If I use a bit array, my array becomes much smaller, which means that I need to do fewer memory accesses to traverse the entire array, less memory is being used, etc. The only problem is with accessing an element in this array. To see if a bit is set in the bit array, I need to read one chunk of the array into a word and then shift bit by bit to see if anything has failed.
Enter, pop count! Pop count would simply tell me how many bits were set in the word I've just accessed, with just one instruction! Let's take a look at the gain I realize by using POPCNT.
For 1MB of data with a 1k block size, I have 1,000 elements. Therefore, the number of instructions taken by each approach would have been:
Original [byte array based]: Execution: For each element, I need to read the byte value and check if it is 1. If it is, I need to increment my counter. Cost: 3 instructions [read, compare, increment] x 1000 = 3,000 Results: 3k instructions. Not a very good idea.
Bit array [without pop count]: Execution: For every 32 elements, I need to read one word, shift the bits out, check if the left-most bit is 1 or not (check the sign of the resultant number), and then increment my counter if the bit is 1. Cost: (1 read + 32 shifts + 32 compares + 32 increments) x (1000/32) = 3032 Results: Considering there are much fewer reads here, this approach would still be a lot faster because of a lot fewer memory accesses.
Bit array [with pop count]: Execution: For every 32 elements, I need to read one word, do one pop count, and increment my counter by the return value from the pop count. Cost: (1 read + 1 POPCNT + 1 add to the counter) x (1000/32) = 94 Results: Using the POPCNT instruction here gives me a whopping 32x reduction of instructions, representing a significant performance gain! This is with using 32-bit words. For 64 bits, there is even greater performance gain.

• DATA ENTRIES
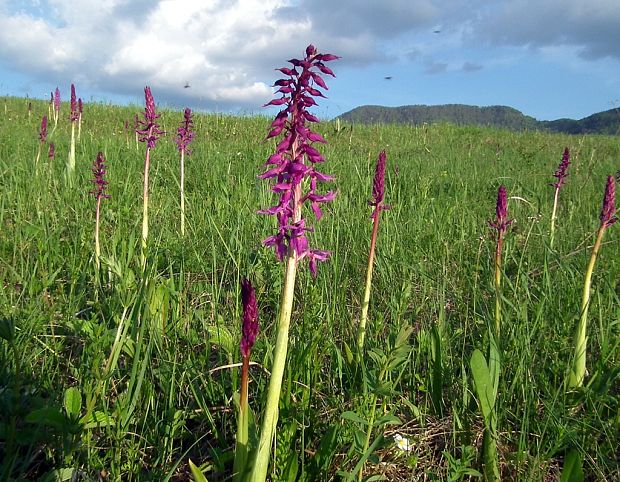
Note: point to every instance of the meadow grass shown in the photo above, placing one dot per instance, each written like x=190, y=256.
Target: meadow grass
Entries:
x=152, y=355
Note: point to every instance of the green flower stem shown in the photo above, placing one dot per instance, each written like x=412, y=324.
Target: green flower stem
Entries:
x=71, y=162
x=361, y=333
x=241, y=450
x=97, y=246
x=270, y=417
x=498, y=285
x=578, y=368
x=182, y=192
x=553, y=216
x=145, y=209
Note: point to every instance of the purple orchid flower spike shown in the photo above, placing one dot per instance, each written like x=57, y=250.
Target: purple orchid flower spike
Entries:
x=43, y=130
x=296, y=158
x=184, y=132
x=501, y=221
x=608, y=212
x=148, y=128
x=249, y=329
x=99, y=181
x=74, y=115
x=57, y=100
x=561, y=173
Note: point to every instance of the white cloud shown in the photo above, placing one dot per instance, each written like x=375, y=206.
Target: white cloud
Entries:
x=227, y=49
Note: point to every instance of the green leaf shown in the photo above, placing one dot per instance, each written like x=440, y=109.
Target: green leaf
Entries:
x=348, y=353
x=196, y=472
x=97, y=420
x=572, y=471
x=7, y=329
x=388, y=419
x=73, y=402
x=50, y=416
x=354, y=417
x=483, y=384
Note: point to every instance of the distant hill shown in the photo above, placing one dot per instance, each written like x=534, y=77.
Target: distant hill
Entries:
x=607, y=122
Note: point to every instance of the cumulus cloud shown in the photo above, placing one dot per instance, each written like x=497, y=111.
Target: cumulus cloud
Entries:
x=591, y=26
x=227, y=49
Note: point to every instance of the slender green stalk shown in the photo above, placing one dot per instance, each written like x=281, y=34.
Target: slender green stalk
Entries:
x=378, y=193
x=182, y=192
x=145, y=208
x=270, y=417
x=71, y=160
x=553, y=216
x=578, y=367
x=241, y=449
x=361, y=333
x=97, y=246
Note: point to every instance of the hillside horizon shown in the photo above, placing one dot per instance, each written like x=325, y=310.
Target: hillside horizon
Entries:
x=606, y=122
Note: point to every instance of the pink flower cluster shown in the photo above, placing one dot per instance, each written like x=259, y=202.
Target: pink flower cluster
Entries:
x=288, y=164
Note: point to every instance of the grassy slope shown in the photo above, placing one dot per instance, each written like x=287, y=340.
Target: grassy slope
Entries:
x=434, y=269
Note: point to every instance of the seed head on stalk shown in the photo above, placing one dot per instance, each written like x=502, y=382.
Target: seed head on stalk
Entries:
x=99, y=193
x=42, y=138
x=43, y=130
x=74, y=115
x=294, y=169
x=296, y=159
x=183, y=138
x=500, y=224
x=607, y=218
x=148, y=132
x=56, y=105
x=560, y=174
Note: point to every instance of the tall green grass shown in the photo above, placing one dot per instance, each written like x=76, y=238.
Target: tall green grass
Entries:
x=153, y=358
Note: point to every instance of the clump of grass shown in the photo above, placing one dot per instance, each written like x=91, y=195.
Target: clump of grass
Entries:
x=607, y=217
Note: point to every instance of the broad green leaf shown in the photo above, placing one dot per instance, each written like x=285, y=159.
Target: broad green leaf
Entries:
x=388, y=419
x=73, y=402
x=483, y=384
x=97, y=420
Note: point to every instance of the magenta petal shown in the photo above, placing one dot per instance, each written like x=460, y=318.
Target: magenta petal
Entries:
x=279, y=101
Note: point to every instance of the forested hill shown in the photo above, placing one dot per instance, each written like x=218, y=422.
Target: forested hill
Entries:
x=607, y=122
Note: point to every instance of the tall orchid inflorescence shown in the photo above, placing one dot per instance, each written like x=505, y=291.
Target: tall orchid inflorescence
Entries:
x=607, y=218
x=149, y=132
x=99, y=191
x=294, y=168
x=560, y=174
x=249, y=330
x=184, y=136
x=296, y=158
x=80, y=110
x=42, y=138
x=56, y=106
x=378, y=194
x=73, y=117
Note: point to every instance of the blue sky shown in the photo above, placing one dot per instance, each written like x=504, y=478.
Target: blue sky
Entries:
x=548, y=58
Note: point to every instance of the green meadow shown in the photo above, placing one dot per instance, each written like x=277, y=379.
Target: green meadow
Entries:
x=124, y=374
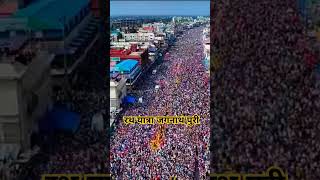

• CHALLENGES
1. Using the text on bit arrays and pop count, answer each question briefly:
(a) For 1MB of data with a 1k block size, how many elements are there?
(b) In the byte array approach, what three instructions make up the cost for each element?
(c) In the pop count approach, what is the counter incremented by?
2. From the text on bit arrays and pop count, quote the passage that begins at the words "If I use a bit" and stops after "by using POPCNT.".

• RESULTS FOR THE EXERCISE
1.
(a) 1,000
(b) Read, compare, increment
(c) The return value from the pop count

2.
If I use a bit array, my array becomes much smaller, which means that I need to do fewer memory accesses to traverse the entire array, less memory is being used, etc. The only problem is with accessing an element in this array. To see if a bit is set in the bit array, I need to read one chunk of the array into a word and then shift bit by bit to see if anything has failed.
Enter, pop count! Pop count would simply tell me how many bits were set in the word I've just accessed, with just one instruction! Let's take a look at the gain I realize by using POPCNT.